Задание:
Продолжите текст о сопоставлении рассказов Голявкина и Драгунского, начав сразу после последней приведенной в нем фразы.

··· Фрагмент текста ···

Глазами ребёнка. Антология русского рассказа второй половины ХХ века с пояснениями Олега Лекманова и Михаила Свердлова - Виктор Владимирович Голявкин
С другой стороны, Голявкин в своём рассказе был гораздо более радикален, чем почти все детские советские писатели, включая и стилистически смелого Драгунского. В частности, это касается стремления обоих прозаиков воспроизвести особенности речи ребёнка. Сравните, например, в рассказе Драгунского “Кот в сапогах”: “И ещё было очень много белых «снежинок». Это такой костюм, когда вокруг много белой марли, а в середине торчит какая-нибудь девочка”[26] и в “Премии”: “Мне стало больно коленкам”. В первом случае перед нами многословная и изощрённая шутка взрослого автора, который остроумно имитирует детский свежий взгляд на типичный новогодний костюм школьницы начальных классов. Во втором случае сжато и бескомпромиссно воспроизведён неуклюжий детский синтаксис.
Однако ещё более радикален Голявкин был, когда выстраивал сюжеты своих рассказов и обрамлял их подробностями. Если у Драгунского в “Коте в сапогах” Дениска в маскарадном костюме прекрасно проводит время вместе со всеми остальными участниками утренника, а детали костюма мешают ему лишь чуть-чуть:
И мы все очень веселились и танцевали.
И я тоже танцевал, но всё время спотыкался и чуть не падал из-за больших сапог, и шляпа тоже, как назло, постоянно съезжала почти до подбородка[27], —
то в “Премии” несчастные Петя и Вовка из-за своих “оригинальных костюмов” оказываются абсолютно и бесповоротно выключенными из всеобщего веселья:
– Наверное, весело здесь, – сказал я. – Только мы ничего не видим…
Но Вовка шёл молча. Он твёрдо решил терпеть до конца. <…>
Кругом гремела музыка, смеялись.
Я спросил:
– Скоро кончится?
– Потерпи, – сказал Вовка, – наверное, скоро…
Если в рассказе Драгунского “Ровно 25 кило” все мучения Дениски сводятся к необходимости в один присест выпить полулитровую бутылку сладкой газированной воды:
Я говорю:
– Я сейчас лопну.
Мишка говорит:
– А как же я не лопнул? Я ведь тоже думал, что лопну. Давай поднажми.

··· Представленные записи ···

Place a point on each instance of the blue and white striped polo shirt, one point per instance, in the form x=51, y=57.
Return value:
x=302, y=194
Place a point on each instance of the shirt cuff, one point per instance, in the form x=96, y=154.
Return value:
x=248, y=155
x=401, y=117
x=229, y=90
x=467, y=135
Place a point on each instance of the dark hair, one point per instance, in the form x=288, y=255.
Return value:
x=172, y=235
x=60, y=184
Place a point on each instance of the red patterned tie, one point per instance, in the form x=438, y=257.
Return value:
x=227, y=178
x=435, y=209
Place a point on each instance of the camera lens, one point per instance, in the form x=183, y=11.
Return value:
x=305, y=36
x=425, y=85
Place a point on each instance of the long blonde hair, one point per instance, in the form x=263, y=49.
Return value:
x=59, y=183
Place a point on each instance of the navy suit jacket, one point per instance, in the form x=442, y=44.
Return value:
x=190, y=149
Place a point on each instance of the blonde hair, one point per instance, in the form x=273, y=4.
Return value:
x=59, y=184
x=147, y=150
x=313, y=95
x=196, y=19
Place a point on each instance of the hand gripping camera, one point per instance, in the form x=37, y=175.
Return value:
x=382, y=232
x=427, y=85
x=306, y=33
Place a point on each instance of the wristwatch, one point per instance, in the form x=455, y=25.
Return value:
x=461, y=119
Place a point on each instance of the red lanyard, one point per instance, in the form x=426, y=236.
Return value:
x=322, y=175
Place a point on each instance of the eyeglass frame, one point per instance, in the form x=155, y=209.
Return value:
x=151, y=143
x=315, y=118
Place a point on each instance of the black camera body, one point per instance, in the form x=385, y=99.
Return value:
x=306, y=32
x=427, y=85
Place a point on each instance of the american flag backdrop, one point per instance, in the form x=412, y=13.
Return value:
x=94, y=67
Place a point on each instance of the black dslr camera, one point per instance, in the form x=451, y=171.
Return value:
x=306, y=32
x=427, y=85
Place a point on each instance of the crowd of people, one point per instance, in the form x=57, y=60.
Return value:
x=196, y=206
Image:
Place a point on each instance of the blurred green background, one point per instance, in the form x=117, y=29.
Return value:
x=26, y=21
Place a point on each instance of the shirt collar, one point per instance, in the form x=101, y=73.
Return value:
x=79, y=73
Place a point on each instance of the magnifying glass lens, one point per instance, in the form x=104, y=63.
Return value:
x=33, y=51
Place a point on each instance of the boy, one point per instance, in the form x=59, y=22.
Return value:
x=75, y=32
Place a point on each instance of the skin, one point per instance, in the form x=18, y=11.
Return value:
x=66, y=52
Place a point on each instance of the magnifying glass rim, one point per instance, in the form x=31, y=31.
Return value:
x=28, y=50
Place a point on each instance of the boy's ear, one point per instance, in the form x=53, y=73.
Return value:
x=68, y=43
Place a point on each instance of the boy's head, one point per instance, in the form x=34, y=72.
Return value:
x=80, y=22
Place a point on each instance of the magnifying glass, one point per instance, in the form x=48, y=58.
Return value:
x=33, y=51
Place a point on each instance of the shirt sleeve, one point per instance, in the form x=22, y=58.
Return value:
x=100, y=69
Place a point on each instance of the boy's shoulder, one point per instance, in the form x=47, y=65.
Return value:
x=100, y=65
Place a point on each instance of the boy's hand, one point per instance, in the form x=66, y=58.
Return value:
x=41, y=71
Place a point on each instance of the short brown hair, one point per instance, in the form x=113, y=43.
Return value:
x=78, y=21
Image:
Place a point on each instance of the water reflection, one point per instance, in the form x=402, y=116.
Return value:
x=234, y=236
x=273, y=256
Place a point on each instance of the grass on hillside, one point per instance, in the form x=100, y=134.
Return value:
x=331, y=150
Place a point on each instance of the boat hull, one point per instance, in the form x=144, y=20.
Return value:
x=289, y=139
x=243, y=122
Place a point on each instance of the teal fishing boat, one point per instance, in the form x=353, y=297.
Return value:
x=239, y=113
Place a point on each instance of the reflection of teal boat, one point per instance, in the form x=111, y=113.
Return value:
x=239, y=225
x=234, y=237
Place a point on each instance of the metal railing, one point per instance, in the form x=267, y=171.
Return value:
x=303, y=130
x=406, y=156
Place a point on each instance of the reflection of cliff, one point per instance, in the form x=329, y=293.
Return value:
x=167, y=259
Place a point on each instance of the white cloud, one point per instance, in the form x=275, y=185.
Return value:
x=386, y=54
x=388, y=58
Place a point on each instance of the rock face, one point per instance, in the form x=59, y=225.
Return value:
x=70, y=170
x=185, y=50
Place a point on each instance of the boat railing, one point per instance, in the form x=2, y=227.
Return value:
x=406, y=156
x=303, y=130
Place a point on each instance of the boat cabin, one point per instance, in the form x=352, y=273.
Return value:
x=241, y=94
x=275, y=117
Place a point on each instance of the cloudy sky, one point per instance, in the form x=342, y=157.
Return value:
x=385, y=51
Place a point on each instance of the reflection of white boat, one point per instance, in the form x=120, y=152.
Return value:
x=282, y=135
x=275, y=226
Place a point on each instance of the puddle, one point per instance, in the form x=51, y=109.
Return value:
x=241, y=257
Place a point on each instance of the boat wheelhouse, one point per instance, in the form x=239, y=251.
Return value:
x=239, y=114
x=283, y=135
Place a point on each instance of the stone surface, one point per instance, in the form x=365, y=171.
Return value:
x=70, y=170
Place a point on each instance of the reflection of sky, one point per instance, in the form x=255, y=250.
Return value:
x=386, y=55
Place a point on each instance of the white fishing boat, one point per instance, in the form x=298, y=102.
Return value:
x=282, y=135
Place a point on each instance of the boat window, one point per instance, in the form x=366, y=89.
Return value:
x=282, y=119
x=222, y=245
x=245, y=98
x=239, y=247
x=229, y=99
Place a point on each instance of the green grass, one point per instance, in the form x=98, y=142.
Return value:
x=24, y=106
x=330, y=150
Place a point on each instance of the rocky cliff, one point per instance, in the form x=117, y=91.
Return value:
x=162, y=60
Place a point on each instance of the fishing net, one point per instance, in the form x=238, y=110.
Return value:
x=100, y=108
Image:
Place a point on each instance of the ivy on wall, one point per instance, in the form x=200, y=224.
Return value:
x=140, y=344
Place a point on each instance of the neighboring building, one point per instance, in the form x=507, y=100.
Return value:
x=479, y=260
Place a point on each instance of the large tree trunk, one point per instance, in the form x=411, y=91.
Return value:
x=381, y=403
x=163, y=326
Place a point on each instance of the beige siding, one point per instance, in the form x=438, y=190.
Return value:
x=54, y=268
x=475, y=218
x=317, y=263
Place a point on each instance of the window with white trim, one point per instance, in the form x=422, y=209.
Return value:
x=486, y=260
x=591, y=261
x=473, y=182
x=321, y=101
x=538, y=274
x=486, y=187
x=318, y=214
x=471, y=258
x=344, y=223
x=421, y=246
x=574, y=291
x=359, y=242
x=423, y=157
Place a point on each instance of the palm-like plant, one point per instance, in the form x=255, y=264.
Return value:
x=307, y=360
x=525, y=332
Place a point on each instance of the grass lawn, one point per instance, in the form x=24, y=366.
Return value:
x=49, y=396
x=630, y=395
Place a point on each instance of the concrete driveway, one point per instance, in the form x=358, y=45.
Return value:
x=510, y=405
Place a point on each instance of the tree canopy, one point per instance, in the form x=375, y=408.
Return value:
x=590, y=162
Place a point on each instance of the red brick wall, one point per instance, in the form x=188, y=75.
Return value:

···

Письменный ответ:
– Мишка. Если. Я лопну. Ты. Будешь. Отвечать.
Он говорит:
– Хорошо. Пей давай.
И я опять стал пить. И всё выпил. Просто чудеса какие-то! Только я говорить не мог. Потому что вода перелилась уже выше горла и булькала во рту. И понемножку выливалась из носа[28], —
то в “Премии” герои проходят через настоящую, а не шуточную инициацию:
Я полз на четвереньках. А Вовка сидел на моей спине. Правда, Вовка мне помогал – по полу перебирал ногами. Но всё равно мне было нелегко.
К тому же я ничего не видел. Я был в лошадиной маске. Я ничего совершенно не видел, хотя в маске и были дырки для глаз. Но они были где-то на лбу. Я полз в темноте. Натыкался на чьи-то ноги. Раза два налетал на колонну. Да что и говорить! Иногда я встряхивал головой, тогда маска съезжала, и я видел свет. Но на какой-то миг. А потом снова сплошная темень. Ведь не мог я всё время трясти головой!
Я хоть на миг видел свет. Зато Вовка совсем ничего не видел. И всё меня спрашивал, что впереди. И просил ползти осторожнее. Я и так полз осторожно. Сам-то я ничего не видел. Откуда я мог знать, что там впереди! Кто-то ногой наступил мне на руку.
Если в рассказе “Ровно 25 кило” конфликт между ровесниками Дениской и Мишкой сводится к смешной настойчивости Мишки, который хочет, чтобы Дениска непременно допил бутылку ситро (“Хорошо. Пей давай”), то в “Премии” даже маленькое возрастное неравенство между героями приводит к тому, что старшему достаётся завидная роль всадника, а младшему – незавидная роль лошади (ситуация, как отметил в разговоре с нами Михаил Безродный, предсказывающая соответствующий эпизод рассказа Искандера “Мученики сцены”, о котором речь у нас пойдёт далее)[29]. И эта ситуация описывается как безысходная:
Я буду лошадью, а Вовка рыцарем. Только плохо, что он должен ездить на мне, а не я на нём. И всё потому, что я чуть младше. Видите, что получается! Но ничего не поделаешь.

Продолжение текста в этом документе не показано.